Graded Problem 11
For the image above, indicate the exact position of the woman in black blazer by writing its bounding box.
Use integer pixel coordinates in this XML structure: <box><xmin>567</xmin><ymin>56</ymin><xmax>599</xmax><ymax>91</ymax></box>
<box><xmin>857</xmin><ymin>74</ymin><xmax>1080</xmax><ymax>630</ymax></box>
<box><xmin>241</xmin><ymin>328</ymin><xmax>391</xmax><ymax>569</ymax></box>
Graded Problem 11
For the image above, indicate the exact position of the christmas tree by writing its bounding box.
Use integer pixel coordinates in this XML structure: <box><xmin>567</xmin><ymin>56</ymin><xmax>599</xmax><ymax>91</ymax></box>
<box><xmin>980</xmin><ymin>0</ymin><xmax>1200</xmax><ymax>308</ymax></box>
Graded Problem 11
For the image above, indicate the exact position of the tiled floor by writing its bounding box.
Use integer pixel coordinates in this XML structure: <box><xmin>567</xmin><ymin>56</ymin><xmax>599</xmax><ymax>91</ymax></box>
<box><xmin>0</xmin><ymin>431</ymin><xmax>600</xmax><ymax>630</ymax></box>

──────────

- [AIM] Each line in the material above must be retyped without alteration.

- [SOLUTION TO THE EXERCISE]
Graded Problem 11
For the image above, indicate the exact position of the woman in black blazer by writing its bounding box.
Use integer pixel coordinates in this XML structure: <box><xmin>567</xmin><ymin>56</ymin><xmax>599</xmax><ymax>91</ymax></box>
<box><xmin>857</xmin><ymin>74</ymin><xmax>1080</xmax><ymax>630</ymax></box>
<box><xmin>241</xmin><ymin>328</ymin><xmax>391</xmax><ymax>569</ymax></box>
Graded Problem 11
For the image above, indicate the exact position of the christmas tree by writing its bounding box.
Use integer pixel coordinates in this XML structure: <box><xmin>567</xmin><ymin>56</ymin><xmax>599</xmax><ymax>91</ymax></box>
<box><xmin>980</xmin><ymin>0</ymin><xmax>1200</xmax><ymax>308</ymax></box>
Graded Problem 11
For the image above, indicate the exact position of the tiled floor by writing its bounding box.
Use integer pixel coordinates in this XML structure: <box><xmin>567</xmin><ymin>56</ymin><xmax>599</xmax><ymax>91</ymax></box>
<box><xmin>0</xmin><ymin>431</ymin><xmax>600</xmax><ymax>630</ymax></box>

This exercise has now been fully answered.